Text for analysis –
--- START ---

American baseball player (born 1963)

Marty Leo Brown (born January 23, 1963) is an American former professional baseball player and manager. He is a former Major League Baseball third baseman who played for the Cincinnati Reds (1988–89) and Baltimore Orioles (1990). He is also the former manager of the Hiroshima Toyo Carp of Japan's Central League, where he played for three seasons from 1992 to 1994, and the Tohoku Rakuten Golden Eagles of the Pacific League.

==Career==
Brown was selected by the Cincinnati Reds in the 12th round of the 1985 Major League Baseball draft. He reached the major leagues in 1988 and appeared in 35 games over two seasons with the Reds and one with the Baltimore Orioles, who had selected him in the Rule 5 Draft in winter 1989. He then played in Japan for several years, before playing for the Oklahoma City 89ers in , his last season before retiring as a player. He began his managing career in the Pittsburgh Pirates system in .

--- END ---

Information shown –
--- START ---

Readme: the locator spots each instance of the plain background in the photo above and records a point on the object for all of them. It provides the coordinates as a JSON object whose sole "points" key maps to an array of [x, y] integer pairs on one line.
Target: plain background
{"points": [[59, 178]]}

--- END ---

To do –
1/ In the Marty Brown biography, in which round and year's draft did the Cincinnati Reds select him?
2/ Rewrite the Marty Brown biography between "Marty Leo Brown" and "the Pacific League.", inclusive, changing "third baseman" to "shortstop".
3/ Continue the Marty Brown biography from its last sentence.

Replies –
1/ The 12th round of the 1985 Major League Baseball draft.

2/
Marty Leo Brown (born January 23, 1963) is an American former professional baseball player and manager. He is a former Major League Baseball shortstop who played for the Cincinnati Reds (1988–89) and Baltimore Orioles (1990). He is also the former manager of the Hiroshima Toyo Carp of Japan's Central League, where he played for three seasons from 1992 to 1994, and the Tohoku Rakuten Golden Eagles of the Pacific League.

3/
From 2001 to 2002, he managed the Nashville Sounds, a team for which he played while in the Reds organization in 1988 and 1989. Brown was the manager of the Buffalo Bisons from 2003 to 2005 with an overall record of 238–193 (.552). He led the team to the International League title in 2004 after a regular season record of 83–61. He also managed the club to a first-place finish in their division in 2005 with an 82–62 (.569) record. Brown was honored by the league by being voted the Manager of the Year in 2004, and was also named Minor League Manager of the Year by Baseball America.

Brown served as the manager of the Hiroshima Toyo Carp from 2006 to 2009, and the Tohoku Rakuten Golden Eagles in 2010. He signed a two-year managerial contract with the Eagles, however he was fired after only one last-place season.

Prior to the 2011 season he accepted the managerial position job for the Toronto Blue Jays then Triple-A affiliate, the Las Vegas 51s, managing the 51s through the 2012 season.

On November 19, 2012, the Blue Jays announced Brown would return as the manager of the Buffalo Bisons, now the Triple-A affiliate of the Blue Jays. On April 28, 2013, Brown notched his 254th victory as manager of the Bisons, the most wins of any manager in Bisons history at the time. On August 11, 2013, Brown recorded his 300th victory as manager of the Bisons.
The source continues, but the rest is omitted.